Work required: This exercise calls for an exact transcription. Set down every record below.

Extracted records
.....

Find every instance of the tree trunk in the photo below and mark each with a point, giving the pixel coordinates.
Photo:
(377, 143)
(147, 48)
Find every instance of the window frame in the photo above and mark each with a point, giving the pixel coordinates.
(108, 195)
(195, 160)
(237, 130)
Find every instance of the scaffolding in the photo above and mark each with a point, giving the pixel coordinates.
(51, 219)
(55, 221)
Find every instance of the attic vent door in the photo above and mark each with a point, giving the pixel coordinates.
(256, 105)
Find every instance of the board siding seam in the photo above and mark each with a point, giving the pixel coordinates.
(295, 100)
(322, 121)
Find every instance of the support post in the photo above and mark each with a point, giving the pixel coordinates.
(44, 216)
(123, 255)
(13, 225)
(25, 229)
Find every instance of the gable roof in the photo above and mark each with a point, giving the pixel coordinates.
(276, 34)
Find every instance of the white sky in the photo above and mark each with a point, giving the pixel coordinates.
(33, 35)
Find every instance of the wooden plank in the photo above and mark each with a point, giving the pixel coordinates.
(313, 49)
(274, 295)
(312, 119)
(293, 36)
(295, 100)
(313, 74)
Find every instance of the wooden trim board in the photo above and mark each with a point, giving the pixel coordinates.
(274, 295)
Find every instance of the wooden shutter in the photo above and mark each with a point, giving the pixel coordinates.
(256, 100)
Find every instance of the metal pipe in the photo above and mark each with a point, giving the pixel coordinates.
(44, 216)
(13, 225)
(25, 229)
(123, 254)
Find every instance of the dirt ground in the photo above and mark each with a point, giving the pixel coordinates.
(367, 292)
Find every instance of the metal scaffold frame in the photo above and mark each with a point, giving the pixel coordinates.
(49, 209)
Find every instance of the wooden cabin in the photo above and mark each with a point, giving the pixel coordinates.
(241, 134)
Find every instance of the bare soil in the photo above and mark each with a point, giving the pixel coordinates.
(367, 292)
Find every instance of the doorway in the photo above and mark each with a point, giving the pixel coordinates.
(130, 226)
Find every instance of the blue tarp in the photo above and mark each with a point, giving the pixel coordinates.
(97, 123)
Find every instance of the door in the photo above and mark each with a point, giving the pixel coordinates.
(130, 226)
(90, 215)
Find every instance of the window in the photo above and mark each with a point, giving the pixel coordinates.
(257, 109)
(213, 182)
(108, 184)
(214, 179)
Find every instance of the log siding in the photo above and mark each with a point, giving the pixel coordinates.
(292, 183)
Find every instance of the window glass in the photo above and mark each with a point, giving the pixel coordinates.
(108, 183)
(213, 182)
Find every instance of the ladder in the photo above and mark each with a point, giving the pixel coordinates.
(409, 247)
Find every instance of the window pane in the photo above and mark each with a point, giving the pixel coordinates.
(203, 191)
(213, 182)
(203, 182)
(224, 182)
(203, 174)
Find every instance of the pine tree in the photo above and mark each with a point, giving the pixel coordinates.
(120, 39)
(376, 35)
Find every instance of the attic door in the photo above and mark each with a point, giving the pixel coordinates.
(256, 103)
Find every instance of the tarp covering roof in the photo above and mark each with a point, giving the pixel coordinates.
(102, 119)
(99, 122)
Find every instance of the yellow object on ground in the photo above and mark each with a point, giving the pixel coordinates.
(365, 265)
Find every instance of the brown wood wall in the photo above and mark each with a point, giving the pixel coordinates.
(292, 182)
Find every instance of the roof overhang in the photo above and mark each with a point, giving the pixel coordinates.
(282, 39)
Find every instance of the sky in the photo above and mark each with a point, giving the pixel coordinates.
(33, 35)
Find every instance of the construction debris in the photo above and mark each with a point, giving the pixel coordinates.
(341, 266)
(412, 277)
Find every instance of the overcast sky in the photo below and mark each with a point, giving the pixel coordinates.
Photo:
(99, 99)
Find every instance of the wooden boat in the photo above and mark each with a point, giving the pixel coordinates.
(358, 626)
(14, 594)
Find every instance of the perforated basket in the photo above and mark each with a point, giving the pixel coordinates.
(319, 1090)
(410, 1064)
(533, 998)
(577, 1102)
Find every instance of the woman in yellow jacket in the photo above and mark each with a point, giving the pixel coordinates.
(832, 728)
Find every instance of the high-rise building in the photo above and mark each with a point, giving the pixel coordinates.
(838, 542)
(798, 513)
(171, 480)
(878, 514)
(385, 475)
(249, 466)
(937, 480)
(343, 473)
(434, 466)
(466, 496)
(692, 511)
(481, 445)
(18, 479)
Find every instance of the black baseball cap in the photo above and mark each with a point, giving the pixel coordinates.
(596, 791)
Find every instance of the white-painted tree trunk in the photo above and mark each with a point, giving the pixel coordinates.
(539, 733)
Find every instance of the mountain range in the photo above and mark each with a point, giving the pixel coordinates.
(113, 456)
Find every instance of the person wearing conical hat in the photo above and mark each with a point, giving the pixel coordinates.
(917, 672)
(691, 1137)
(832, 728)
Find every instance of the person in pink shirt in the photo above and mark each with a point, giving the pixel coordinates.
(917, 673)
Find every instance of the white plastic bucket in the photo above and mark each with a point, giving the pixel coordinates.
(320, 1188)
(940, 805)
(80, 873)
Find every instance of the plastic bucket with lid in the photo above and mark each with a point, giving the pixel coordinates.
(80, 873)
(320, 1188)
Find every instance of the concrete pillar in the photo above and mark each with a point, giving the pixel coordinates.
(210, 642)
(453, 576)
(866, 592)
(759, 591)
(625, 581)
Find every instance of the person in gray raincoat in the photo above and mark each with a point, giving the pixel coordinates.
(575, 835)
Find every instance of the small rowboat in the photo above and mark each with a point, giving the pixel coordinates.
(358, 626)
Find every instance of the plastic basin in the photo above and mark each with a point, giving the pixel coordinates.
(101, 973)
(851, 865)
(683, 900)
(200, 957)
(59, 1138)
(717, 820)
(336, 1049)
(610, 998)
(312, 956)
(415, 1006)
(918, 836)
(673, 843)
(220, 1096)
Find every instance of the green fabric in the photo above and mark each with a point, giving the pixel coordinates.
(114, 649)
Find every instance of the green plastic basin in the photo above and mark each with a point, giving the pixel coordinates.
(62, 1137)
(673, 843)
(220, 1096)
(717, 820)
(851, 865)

.....

Response area:
Find every instance of the tree trunk in the photo below and mark each with a point, giving the pixel coordinates.
Photo:
(377, 143)
(147, 48)
Find every instance of the window frame in the photo above and mark each with a point, giving the pixel coordinates.
(108, 195)
(195, 160)
(237, 130)
Find every instance of the scaffolding in the photo above and mark each with a point, giving the pixel coordinates.
(51, 219)
(55, 221)
Find every instance of the attic vent door in the photo above and mark each with a point, giving the pixel coordinates.
(256, 105)
Find every instance of the board siding seam in the photo above and mark each with a point, giving the pixel coordinates.
(295, 100)
(322, 121)
Find every instance of the support post in the photo above and mark each with a point, giving the pixel coordinates.
(44, 216)
(123, 255)
(13, 225)
(25, 229)
Find every instance of the gable roof in the photo above and mark each with a point, giving the pixel coordinates.
(276, 34)
Find every instance of the white sky in the photo above and mark each with a point, giving the pixel coordinates.
(33, 35)
Find every instance of the wooden plank in the photo above and mark each with a point, giving the pixel coordinates.
(313, 49)
(274, 295)
(312, 119)
(293, 36)
(295, 100)
(313, 74)
Find every instance of the wooden trim board in the photo above and mark each with a point, giving the pixel coordinates.
(274, 295)
Find every instance of the wooden shutter in the photo above and mark each with a point, giving the pixel coordinates.
(256, 100)
Find every instance of the metal pipe in the photo above and mark each with a point, giving the pixel coordinates.
(44, 216)
(13, 225)
(25, 229)
(123, 254)
Find every instance of the dirt ground in the photo above and mark each with a point, giving the pixel coordinates.
(367, 292)
Find every instance of the metal scaffold frame in the photo above and mark each with a point, giving the pixel coordinates.
(49, 209)
Find every instance of the wooden cabin in the photo above and mark each with a point, giving the pixel coordinates.
(241, 134)
Find every instance of the bare soil in the photo above and mark each with a point, giving the pixel coordinates.
(367, 292)
Find every instance of the doorway in the photo above and mark each with a point, giving the pixel coordinates.
(130, 226)
Find every instance of the blue tarp in the photo above and mark each with a point, giving the pixel coordinates.
(97, 123)
Find every instance of the door in the photo above and mark each with a point, giving the pixel coordinates.
(130, 226)
(90, 215)
Find every instance of the window in the photo above and mark each with a point, giving the pixel coordinates.
(257, 109)
(213, 182)
(108, 184)
(214, 179)
Find every instance of the log siding in the photo above and mark each with a point, giving the pixel coordinates.
(292, 183)
Find every instance of the window glass in the photo above and mark each with a point, giving the pixel coordinates.
(108, 183)
(213, 182)
Find every instance of the ladder in the photo above and mark each with a point, giving the pixel coordinates.
(409, 247)
Find every instance of the window pane in the photo above and mark each with a point, giving the pixel coordinates.
(203, 191)
(213, 182)
(203, 182)
(224, 182)
(203, 174)
Find every instance of the pine tree in the photo above and mark each with a point, giving the pixel coordinates.
(120, 39)
(376, 35)
Find every instance of the attic door in the photo above and mark each with a point, giving the pixel coordinates.
(256, 103)
Find every instance of the tarp covering roof in the photo above and mark each with a point, giving the pixel coordinates.
(102, 119)
(99, 122)
Find every instance of the yellow object on ground in the photo above and mark each with a point, giving the pixel coordinates.
(365, 265)
Find every instance of the brown wood wall in the photo above and mark each with a point, giving the pixel coordinates.
(292, 182)
Find every instance of the roof overhang in the photo above and mark each with a point, giving the pixel coordinates.
(282, 39)
Find every instance of the sky in the photo above and mark each with a point, giving the pixel coordinates.
(33, 35)
Find every instance of the construction debris in the photo above and mark each with a point, giving the pixel coordinates.
(341, 266)
(412, 277)
Find every instance of the overcast sky in the photo below and mark each with a point, giving the pixel coordinates.
Photo:
(99, 99)
Find every instance of the wooden boat in the photo above and mark each with a point, giving the pixel coordinates.
(358, 626)
(14, 594)
Find every instance of the perforated basket in the photo above and mark each with a point, giving the pixel coordinates.
(319, 1090)
(410, 1064)
(533, 998)
(577, 1102)
Find every instance of the woman in yellow jacket in the photo above and mark each with a point, giving the pixel coordinates.
(832, 728)
Find every instance of the high-rise building in the photo above and mark each with a point, giving the pixel coordinates.
(838, 542)
(798, 513)
(171, 480)
(878, 514)
(385, 475)
(249, 466)
(937, 480)
(343, 473)
(434, 466)
(466, 496)
(692, 511)
(481, 445)
(18, 479)
Find every instance of the black baseball cap in the photo above and mark each with a point, giving the pixel coordinates.
(596, 791)
Find every instance of the white-painted tree trunk in the photo above and mark each with a point, giving the pixel coordinates.
(539, 733)
Find every instance of the mountain range in the photo above and mark each with a point, giving the pixel coordinates.
(113, 456)
Find every instance of the person wearing conical hat in the photo above and mark each with a point, giving the pixel coordinates.
(917, 672)
(691, 1137)
(832, 728)
Find every instance of the person in pink shirt in the photo above and mark each with a point, giving the pixel coordinates.
(917, 673)
Find every instance of the white plastic bucket in the photo above and mark each with a point, giving the pixel coordinates.
(320, 1188)
(940, 805)
(80, 873)
Find every instance of the plastic bucket with lid in the photo above and mark each with a point, giving the pixel coordinates.
(80, 873)
(320, 1188)
Find every instance of the concrete pillar in the photo above and mark each with a point, giving the pixel coordinates.
(210, 642)
(453, 576)
(866, 592)
(759, 591)
(625, 581)
Find every instance of the person in gray raincoat in the photo above and mark each with a point, giving the pixel coordinates.
(575, 835)
Find every instance of the small rowboat in the photo above and mark each with a point, giving the pixel coordinates.
(358, 626)
Find every instance of the plastic basin in the photo above and mark each with a point, giving the pixel coordinates.
(101, 973)
(851, 865)
(683, 900)
(200, 957)
(59, 1138)
(717, 820)
(336, 1049)
(610, 998)
(312, 956)
(415, 1006)
(918, 836)
(673, 843)
(220, 1096)
Find every instance of the green fabric in the photo above and mark each with a point, giving the pixel coordinates.
(114, 649)
Find every instance of the green plastic basin in the photo above and mark each with a point, giving the pixel coordinates.
(62, 1137)
(673, 843)
(220, 1096)
(717, 820)
(851, 865)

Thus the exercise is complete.